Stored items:
───
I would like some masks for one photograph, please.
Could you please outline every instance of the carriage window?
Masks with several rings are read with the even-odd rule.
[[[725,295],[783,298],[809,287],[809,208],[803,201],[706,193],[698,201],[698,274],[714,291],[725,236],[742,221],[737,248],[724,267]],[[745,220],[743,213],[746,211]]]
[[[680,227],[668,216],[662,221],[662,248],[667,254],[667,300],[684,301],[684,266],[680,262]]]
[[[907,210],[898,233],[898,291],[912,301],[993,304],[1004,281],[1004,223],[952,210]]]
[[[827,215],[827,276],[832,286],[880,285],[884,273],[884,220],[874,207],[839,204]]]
───
◆ Exercise objective
When the word "please" occurs in a line above, list that line.

◆ Completed exercise
I would like some masks for one photograph, please.
Could you please outline every instance of the carriage window?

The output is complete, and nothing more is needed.